• **Supplied passage**:
It's not hard to solder the Accelerometer directly to the board, but it is a pain working with that small package. Put some solder on the pads, and some solder in the connection points of the chip (the gold-colored grooves on the bottom. Put some liquid or paste flux on the pads. Position the chip over the pads and heat up the excess solder you just put on. Do one pin first and make sure you position the chip properly, then it will stay in place when you do the other pins.

The trimpot is mounted in location R7 - it only fits in in one directions. This variable resistor is used to modify the pulse frequency of the accelerometer output.

If you purchased the optional H-Bridge Kit, there are seventeen additional components to add. The four green LEDs are mounted along the front edge of the board, the four red LEDs are mounted behind them. The four 1K current limiting resistors are vertically mounted - bend one lead of each resistor so that it doubles back and lies parallel and next to the other lead. Then insert the resistor into its pads making sure the resistor body is vertical.

• **Problem 1**: Rescale the rows in the stretch from the line containing "If you could drop a marker on the steam" through the end of the rows, both ends included. Reproduce only those lines, requests and all, with every answer coordinate multiplied by 2.4 and rounded to a whole number (halves up), and leave the sample points under each request unchanged.

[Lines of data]

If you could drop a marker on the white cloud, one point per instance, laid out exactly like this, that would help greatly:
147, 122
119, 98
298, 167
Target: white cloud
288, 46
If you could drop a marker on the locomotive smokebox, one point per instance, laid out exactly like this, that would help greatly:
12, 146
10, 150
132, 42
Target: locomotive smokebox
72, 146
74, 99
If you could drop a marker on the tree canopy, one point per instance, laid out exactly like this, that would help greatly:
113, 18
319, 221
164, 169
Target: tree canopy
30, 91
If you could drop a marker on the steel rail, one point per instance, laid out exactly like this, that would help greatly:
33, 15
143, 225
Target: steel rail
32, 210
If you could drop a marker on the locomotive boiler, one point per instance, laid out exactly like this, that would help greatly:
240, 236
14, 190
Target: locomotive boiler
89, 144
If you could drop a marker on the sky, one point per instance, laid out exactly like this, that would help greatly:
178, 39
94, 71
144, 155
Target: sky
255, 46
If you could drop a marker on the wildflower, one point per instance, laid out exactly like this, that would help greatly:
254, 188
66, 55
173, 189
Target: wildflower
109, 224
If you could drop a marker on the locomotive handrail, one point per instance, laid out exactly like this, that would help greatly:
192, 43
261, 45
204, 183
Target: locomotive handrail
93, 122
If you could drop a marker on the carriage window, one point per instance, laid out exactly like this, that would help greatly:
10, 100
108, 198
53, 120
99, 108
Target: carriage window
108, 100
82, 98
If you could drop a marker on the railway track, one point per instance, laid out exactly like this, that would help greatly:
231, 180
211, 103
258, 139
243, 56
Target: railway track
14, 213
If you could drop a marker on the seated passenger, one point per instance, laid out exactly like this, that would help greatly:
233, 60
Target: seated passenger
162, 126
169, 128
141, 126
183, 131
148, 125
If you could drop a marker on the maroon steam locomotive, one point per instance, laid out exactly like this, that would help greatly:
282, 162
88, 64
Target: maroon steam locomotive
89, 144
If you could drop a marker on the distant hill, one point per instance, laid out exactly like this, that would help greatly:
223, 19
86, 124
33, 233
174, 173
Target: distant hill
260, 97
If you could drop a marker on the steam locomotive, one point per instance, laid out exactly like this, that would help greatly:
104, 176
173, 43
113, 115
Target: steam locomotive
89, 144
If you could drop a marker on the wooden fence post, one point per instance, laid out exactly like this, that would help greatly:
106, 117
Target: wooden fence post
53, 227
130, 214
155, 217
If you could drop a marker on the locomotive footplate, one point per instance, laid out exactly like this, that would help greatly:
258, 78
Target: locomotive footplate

• **Problem 2**: In the kit assembly text, rewrite the stretch from "If you purchased" through "body is vertical." with "green LEDs" changed to "yellow LEDs".

• **Written answer 1**:
If you could drop a marker on the steam locomotive, one point per instance, laid out exactly like this, that would help greatly:
104, 176
173, 43
113, 115
Target: steam locomotive
214, 346
If you could drop a marker on the wooden fence post, one point per instance, laid out exactly like this, that would help greatly:
106, 117
Target: wooden fence post
127, 545
312, 514
372, 521
If you could drop a marker on the locomotive footplate, one point per instance, laid out exactly like this, that would help greatly:
258, 78
Target: locomotive footplate

• **Written answer 2**:
If you purchased the optional H-Bridge Kit, there are seventeen additional components to add. The four yellow LEDs are mounted along the front edge of the board, the four red LEDs are mounted behind them. The four 1K current limiting resistors are vertically mounted - bend one lead of each resistor so that it doubles back and lies parallel and next to the other lead. Then insert the resistor into its pads making sure the resistor body is vertical.